**Problem statement**
Take the data that follows and retype it word for word.

━━━━━ Record excerpts ━━━━━

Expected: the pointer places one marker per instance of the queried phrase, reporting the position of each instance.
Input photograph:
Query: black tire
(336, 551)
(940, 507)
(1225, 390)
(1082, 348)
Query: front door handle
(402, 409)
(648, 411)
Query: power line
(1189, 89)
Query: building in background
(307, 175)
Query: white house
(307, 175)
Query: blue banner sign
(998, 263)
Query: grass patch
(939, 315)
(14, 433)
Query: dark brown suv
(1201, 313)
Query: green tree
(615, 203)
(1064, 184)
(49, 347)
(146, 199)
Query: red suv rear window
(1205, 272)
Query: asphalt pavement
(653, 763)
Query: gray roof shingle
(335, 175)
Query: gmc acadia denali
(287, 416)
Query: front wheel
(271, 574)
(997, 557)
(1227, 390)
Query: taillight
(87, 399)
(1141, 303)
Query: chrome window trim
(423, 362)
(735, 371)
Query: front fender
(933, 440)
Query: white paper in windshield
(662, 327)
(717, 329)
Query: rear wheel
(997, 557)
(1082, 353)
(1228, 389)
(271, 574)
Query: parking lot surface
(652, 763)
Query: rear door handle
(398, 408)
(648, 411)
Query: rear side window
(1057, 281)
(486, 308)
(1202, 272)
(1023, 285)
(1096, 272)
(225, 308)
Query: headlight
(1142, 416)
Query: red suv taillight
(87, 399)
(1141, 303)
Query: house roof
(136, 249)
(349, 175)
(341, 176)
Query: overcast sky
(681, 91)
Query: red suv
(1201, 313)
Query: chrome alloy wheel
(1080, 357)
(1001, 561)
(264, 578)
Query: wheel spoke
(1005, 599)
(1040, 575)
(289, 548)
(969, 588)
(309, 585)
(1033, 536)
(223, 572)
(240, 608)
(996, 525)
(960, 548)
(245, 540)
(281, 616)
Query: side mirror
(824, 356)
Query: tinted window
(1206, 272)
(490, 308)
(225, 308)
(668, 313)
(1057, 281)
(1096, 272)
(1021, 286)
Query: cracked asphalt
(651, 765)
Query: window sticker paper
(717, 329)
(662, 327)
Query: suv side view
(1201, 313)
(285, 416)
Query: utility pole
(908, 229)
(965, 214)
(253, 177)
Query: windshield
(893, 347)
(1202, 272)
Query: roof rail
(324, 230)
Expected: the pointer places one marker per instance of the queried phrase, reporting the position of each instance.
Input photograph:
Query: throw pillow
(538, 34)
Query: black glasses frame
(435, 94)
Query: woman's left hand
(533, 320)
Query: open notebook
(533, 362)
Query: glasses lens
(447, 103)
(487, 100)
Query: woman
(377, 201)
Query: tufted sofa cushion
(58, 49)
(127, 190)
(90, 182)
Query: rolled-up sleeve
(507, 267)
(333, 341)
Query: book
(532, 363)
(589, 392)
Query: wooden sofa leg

━━━━━

**Output for this task**
Expected: the pointer places one marker per instance of the queried phrase, reporting the position of each instance.
Input photograph:
Query: black tire
(336, 551)
(940, 507)
(1225, 390)
(1082, 348)
Query: front door handle
(402, 409)
(648, 411)
Query: power line
(1189, 89)
Query: building in background
(307, 175)
Query: white house
(307, 175)
Query: blue banner sign
(998, 263)
Query: grass patch
(939, 315)
(14, 433)
Query: dark brown suv
(1201, 313)
Query: green tree
(615, 203)
(1064, 184)
(49, 347)
(146, 199)
Query: red suv rear window
(1205, 272)
Query: asphalt pavement
(653, 763)
Query: gray roof shingle
(335, 175)
Query: gmc acadia denali
(287, 416)
Query: front wheel
(271, 574)
(997, 557)
(1227, 390)
Query: taillight
(87, 399)
(1141, 303)
Query: chrome window trim
(423, 362)
(735, 371)
Query: front fender
(933, 440)
Query: white paper in windshield
(662, 327)
(717, 329)
Query: rear wheel
(997, 557)
(1082, 353)
(1228, 389)
(271, 574)
Query: parking lot surface
(652, 763)
Query: rear door handle
(398, 408)
(648, 411)
Query: rear side window
(1057, 281)
(486, 308)
(1202, 272)
(1023, 285)
(1096, 272)
(225, 308)
Query: headlight
(1142, 416)
Query: red suv taillight
(87, 399)
(1141, 303)
Query: house roof
(136, 249)
(349, 175)
(341, 176)
Query: overcast sky
(681, 91)
Query: red suv
(1201, 313)
Query: chrome alloy wheel
(1080, 357)
(1001, 561)
(264, 578)
Query: wheel spoke
(1005, 599)
(1040, 575)
(289, 548)
(969, 588)
(309, 585)
(1033, 536)
(223, 572)
(240, 608)
(996, 525)
(960, 548)
(245, 540)
(281, 616)
Query: side mirror
(824, 356)
Query: tinted window
(1206, 272)
(490, 308)
(225, 308)
(668, 313)
(1057, 281)
(1096, 272)
(1021, 286)
Query: cracked asphalt
(651, 765)
Query: window sticker paper
(717, 329)
(662, 327)
Query: suv side view
(1201, 313)
(285, 416)
Query: utility pole
(908, 229)
(965, 214)
(253, 177)
Query: windshield
(893, 347)
(1202, 272)
Query: roof rail
(324, 230)
Expected: the pointer places one marker per instance of the queried phrase, reporting the position of each instance.
Input photograph:
Query: throw pillow
(538, 34)
Query: black glasses frame
(435, 94)
Query: woman's left hand
(533, 320)
Query: open notebook
(533, 362)
Query: glasses lens
(447, 103)
(487, 100)
Query: woman
(377, 201)
Query: tufted sofa cushion
(58, 49)
(127, 190)
(90, 182)
Query: rolled-up sleeve
(507, 267)
(333, 341)
Query: book
(532, 363)
(589, 392)
Query: wooden sofa leg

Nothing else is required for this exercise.